## What needs to be done
Line by line, repeat the material below exactly and skip the images.
[Opening Records supplied section]
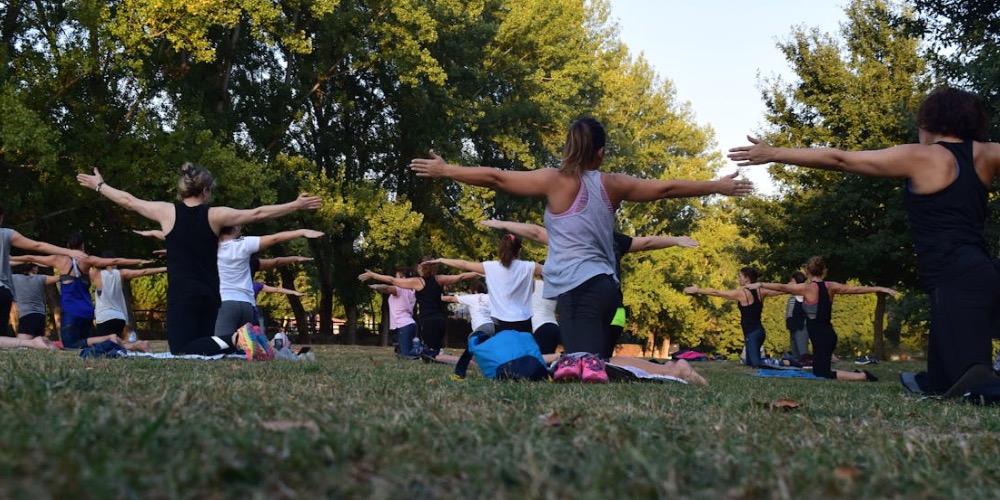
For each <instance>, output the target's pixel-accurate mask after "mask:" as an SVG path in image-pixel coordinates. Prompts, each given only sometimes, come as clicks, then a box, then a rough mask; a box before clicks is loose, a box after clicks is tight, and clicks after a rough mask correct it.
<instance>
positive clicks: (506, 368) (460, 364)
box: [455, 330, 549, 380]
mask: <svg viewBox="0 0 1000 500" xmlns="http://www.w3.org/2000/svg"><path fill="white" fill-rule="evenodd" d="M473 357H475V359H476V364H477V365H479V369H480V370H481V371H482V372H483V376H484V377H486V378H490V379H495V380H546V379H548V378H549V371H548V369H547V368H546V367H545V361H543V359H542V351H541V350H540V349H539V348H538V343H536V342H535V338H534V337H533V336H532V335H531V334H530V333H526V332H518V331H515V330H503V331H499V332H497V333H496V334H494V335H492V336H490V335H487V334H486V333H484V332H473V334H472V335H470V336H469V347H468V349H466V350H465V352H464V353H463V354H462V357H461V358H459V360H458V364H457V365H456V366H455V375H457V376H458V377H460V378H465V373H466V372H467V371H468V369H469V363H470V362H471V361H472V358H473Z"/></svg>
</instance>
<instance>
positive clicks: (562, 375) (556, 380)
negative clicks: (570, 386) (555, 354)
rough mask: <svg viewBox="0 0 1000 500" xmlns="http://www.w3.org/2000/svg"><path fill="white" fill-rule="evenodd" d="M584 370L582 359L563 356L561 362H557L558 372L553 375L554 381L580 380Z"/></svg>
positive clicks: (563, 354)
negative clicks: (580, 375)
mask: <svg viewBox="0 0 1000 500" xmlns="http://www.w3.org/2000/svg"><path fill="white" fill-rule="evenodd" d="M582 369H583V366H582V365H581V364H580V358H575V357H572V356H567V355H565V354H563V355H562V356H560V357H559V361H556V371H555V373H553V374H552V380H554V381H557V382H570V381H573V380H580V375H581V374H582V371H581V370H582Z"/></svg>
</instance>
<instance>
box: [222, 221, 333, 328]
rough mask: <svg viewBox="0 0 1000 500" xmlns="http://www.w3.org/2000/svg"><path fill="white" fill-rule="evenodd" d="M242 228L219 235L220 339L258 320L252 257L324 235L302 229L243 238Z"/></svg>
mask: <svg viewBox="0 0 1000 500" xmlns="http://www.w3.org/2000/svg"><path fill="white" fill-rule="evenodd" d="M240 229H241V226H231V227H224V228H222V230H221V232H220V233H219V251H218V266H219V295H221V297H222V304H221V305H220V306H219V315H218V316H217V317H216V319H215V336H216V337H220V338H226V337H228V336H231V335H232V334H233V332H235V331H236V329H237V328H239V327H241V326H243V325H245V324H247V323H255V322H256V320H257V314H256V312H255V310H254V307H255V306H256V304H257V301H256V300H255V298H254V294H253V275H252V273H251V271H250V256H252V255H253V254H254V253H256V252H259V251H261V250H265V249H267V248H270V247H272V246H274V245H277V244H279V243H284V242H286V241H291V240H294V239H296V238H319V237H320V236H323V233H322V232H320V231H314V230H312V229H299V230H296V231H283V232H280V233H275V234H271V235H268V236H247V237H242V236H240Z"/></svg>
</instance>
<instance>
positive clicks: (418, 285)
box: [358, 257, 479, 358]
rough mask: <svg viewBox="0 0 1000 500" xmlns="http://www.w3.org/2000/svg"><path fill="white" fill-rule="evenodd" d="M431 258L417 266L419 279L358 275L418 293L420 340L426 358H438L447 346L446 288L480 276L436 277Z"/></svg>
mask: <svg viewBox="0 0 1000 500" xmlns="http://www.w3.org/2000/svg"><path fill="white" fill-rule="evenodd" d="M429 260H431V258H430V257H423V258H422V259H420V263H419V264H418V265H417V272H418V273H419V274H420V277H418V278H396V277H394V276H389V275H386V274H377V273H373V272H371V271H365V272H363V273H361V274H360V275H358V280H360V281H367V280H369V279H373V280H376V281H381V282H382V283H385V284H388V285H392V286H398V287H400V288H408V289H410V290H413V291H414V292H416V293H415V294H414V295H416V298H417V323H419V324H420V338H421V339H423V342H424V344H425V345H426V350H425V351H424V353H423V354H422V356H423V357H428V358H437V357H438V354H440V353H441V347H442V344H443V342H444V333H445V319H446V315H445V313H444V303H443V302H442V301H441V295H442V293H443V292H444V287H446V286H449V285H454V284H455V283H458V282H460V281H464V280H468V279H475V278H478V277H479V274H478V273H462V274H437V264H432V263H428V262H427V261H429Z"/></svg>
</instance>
[Closing Records supplied section]
## Expected output
For each <instance>, output the target's pixel-accurate mask after "mask:" as an SVG path in image-pixel coordinates. Prompts, each given only sometimes, come as clicks, then a box, then a rough mask; a box before clicks is loose, a box after clicks is tight, and clicks after a rough mask correct it.
<instance>
positive clicks: (506, 368) (460, 364)
box: [455, 330, 549, 380]
mask: <svg viewBox="0 0 1000 500" xmlns="http://www.w3.org/2000/svg"><path fill="white" fill-rule="evenodd" d="M473 357H475V359H476V364H477V365H479V369H480V370H481V371H482V372H483V376H484V377H486V378H490V379H495V380H546V379H548V378H549V371H548V369H547V368H546V367H545V361H543V359H542V351H541V350H540V349H539V348H538V343H536V342H535V338H534V337H533V336H532V335H531V334H530V333H526V332H518V331H515V330H503V331H499V332H497V333H496V334H494V335H492V336H490V335H487V334H486V333H484V332H473V334H472V335H470V336H469V347H468V349H466V350H465V352H464V353H463V354H462V357H461V358H459V360H458V364H457V365H456V366H455V375H457V376H458V377H460V378H465V373H466V372H467V371H468V369H469V363H470V362H471V361H472V358H473Z"/></svg>
</instance>
<instance>
positive clicks: (562, 375) (556, 380)
negative clicks: (570, 386) (555, 354)
rough mask: <svg viewBox="0 0 1000 500" xmlns="http://www.w3.org/2000/svg"><path fill="white" fill-rule="evenodd" d="M584 370L582 359L563 356L561 362H557L558 372L553 375L554 381L580 380Z"/></svg>
positive clicks: (563, 354)
negative clicks: (580, 375)
mask: <svg viewBox="0 0 1000 500" xmlns="http://www.w3.org/2000/svg"><path fill="white" fill-rule="evenodd" d="M582 369H583V366H582V365H581V364H580V358H575V357H572V356H567V355H565V354H563V355H562V356H560V357H559V361H556V371H555V373H553V374H552V380H554V381H557V382H570V381H573V380H580V375H581V374H582V371H581V370H582Z"/></svg>
</instance>
<instance>
box: [222, 221, 333, 328]
rough mask: <svg viewBox="0 0 1000 500" xmlns="http://www.w3.org/2000/svg"><path fill="white" fill-rule="evenodd" d="M242 228L219 235L220 339L258 320L252 257L324 235L302 229L243 238Z"/></svg>
mask: <svg viewBox="0 0 1000 500" xmlns="http://www.w3.org/2000/svg"><path fill="white" fill-rule="evenodd" d="M240 229H241V226H231V227H224V228H222V230H221V232H220V233H219V251H218V266H219V295H221V297H222V304H221V305H220V306H219V315H218V316H217V317H216V319H215V336H216V337H220V338H226V337H228V336H231V335H232V334H233V332H235V331H236V329H237V328H239V327H241V326H243V325H245V324H247V323H255V322H256V320H257V314H256V312H255V310H254V307H255V306H256V304H257V301H256V300H255V298H254V294H253V275H252V273H251V271H250V256H252V255H253V254H254V253H256V252H259V251H261V250H265V249H267V248H270V247H272V246H274V245H277V244H279V243H284V242H286V241H291V240H294V239H296V238H319V237H320V236H323V233H322V232H320V231H314V230H312V229H299V230H296V231H283V232H280V233H275V234H271V235H268V236H247V237H242V236H240Z"/></svg>
</instance>
<instance>
positive clicks: (418, 285)
box: [358, 257, 479, 358]
rough mask: <svg viewBox="0 0 1000 500" xmlns="http://www.w3.org/2000/svg"><path fill="white" fill-rule="evenodd" d="M431 258L417 266L419 279L358 275L418 293L420 340L426 358H438L447 346L446 288L480 276L436 277Z"/></svg>
mask: <svg viewBox="0 0 1000 500" xmlns="http://www.w3.org/2000/svg"><path fill="white" fill-rule="evenodd" d="M429 260H431V258H430V257H423V258H422V259H420V263H419V264H418V265H417V272H418V273H419V274H420V277H418V278H396V277H394V276H389V275H386V274H377V273H373V272H371V271H365V272H363V273H361V274H360V275H358V280H360V281H367V280H369V279H373V280H376V281H381V282H382V283H385V284H388V285H392V286H398V287H400V288H408V289H410V290H413V291H414V292H416V293H415V294H414V295H416V298H417V323H419V324H420V338H421V339H423V342H424V344H425V345H426V350H425V351H424V353H423V354H422V356H423V357H428V358H437V357H438V354H440V353H441V347H442V344H443V342H444V333H445V319H446V315H445V313H444V303H443V302H442V301H441V295H442V293H443V292H444V287H446V286H449V285H454V284H455V283H458V282H460V281H464V280H468V279H475V278H478V277H479V274H478V273H462V274H437V264H432V263H428V262H427V261H429Z"/></svg>
</instance>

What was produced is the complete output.